Nothing in the listing should be dropped or altered when it is copied.

====== Records for this task ======

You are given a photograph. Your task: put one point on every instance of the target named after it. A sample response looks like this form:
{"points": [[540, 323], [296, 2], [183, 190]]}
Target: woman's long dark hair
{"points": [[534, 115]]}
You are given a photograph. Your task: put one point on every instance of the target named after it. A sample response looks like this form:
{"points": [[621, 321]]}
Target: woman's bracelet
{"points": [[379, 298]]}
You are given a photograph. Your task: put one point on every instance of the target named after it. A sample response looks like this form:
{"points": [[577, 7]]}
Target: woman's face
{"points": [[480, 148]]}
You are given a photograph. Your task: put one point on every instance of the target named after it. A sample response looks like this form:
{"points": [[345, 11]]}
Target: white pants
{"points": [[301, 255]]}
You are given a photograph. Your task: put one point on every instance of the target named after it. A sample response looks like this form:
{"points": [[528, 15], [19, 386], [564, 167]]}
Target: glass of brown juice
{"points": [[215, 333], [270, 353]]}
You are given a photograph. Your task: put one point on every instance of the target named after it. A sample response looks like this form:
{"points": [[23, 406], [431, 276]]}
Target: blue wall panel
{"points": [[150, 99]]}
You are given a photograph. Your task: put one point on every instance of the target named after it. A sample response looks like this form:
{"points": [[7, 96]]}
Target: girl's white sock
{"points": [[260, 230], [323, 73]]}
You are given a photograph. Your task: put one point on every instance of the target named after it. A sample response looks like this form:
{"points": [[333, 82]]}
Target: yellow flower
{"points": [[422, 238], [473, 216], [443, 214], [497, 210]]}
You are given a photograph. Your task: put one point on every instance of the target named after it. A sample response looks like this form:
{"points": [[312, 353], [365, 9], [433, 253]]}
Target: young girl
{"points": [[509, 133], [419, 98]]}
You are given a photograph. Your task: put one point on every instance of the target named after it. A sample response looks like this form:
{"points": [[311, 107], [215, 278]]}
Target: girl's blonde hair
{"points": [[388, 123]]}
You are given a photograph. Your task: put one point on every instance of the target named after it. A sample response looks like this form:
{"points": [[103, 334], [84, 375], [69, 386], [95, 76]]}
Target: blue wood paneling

======

*Solved exercise:*
You are given a photograph. Your task: put one point on every instance of the target named after it. A sample response looks like this form:
{"points": [[540, 323], [296, 2], [183, 190]]}
Target: woman's long dark hair
{"points": [[534, 115]]}
You are given a photograph. Your task: put one point on every instance of the target named after it. A sample response looks like this form:
{"points": [[621, 321]]}
Target: woman's bracelet
{"points": [[379, 298]]}
You are given a photograph. Your task: put one point on every instance of the target named after it. A sample response looks like this form:
{"points": [[577, 7]]}
Target: woman's face
{"points": [[480, 148]]}
You are given a photograph. Your task: put one point on every instance of the target named after it. A sample response looks like this form:
{"points": [[345, 11]]}
Target: white pants
{"points": [[301, 255]]}
You are given a photograph. Your task: put one point on every instance of the target named after it. A sample response looks like this form:
{"points": [[528, 15], [19, 386], [564, 167]]}
Target: glass of brown juice
{"points": [[215, 333], [270, 353]]}
You are given a photograph. Your task: put one point on every instance of the target named after it. A sample response looks like this form:
{"points": [[23, 406], [431, 276]]}
Target: blue wall panel
{"points": [[150, 99]]}
You are given a photograph. Your task: put one point on every instance of the target named after it. A sample response looks like this form:
{"points": [[7, 96]]}
Target: girl's white sock
{"points": [[260, 230], [323, 73]]}
You are given a photograph. Your task: put one point on every instance of the target named after it. A sample response looks like this form:
{"points": [[333, 82]]}
Target: yellow flower
{"points": [[422, 238], [473, 216], [443, 214], [497, 210]]}
You are given a photograph. Your task: put one point on every instance of the target named after it. A sample response looks like this form:
{"points": [[312, 353], [365, 9], [433, 253]]}
Target: young girl
{"points": [[509, 133], [419, 98]]}
You are given a photograph. Your task: put one point on every instance of the target named after it. A sample response looks like this form:
{"points": [[311, 107], [215, 278]]}
Target: girl's blonde hair
{"points": [[388, 123]]}
You are given a photograph. Your task: put one point on every instance of the target named after it. A sample response looks like this form:
{"points": [[103, 334], [84, 375], [69, 386], [95, 76]]}
Target: blue wood paneling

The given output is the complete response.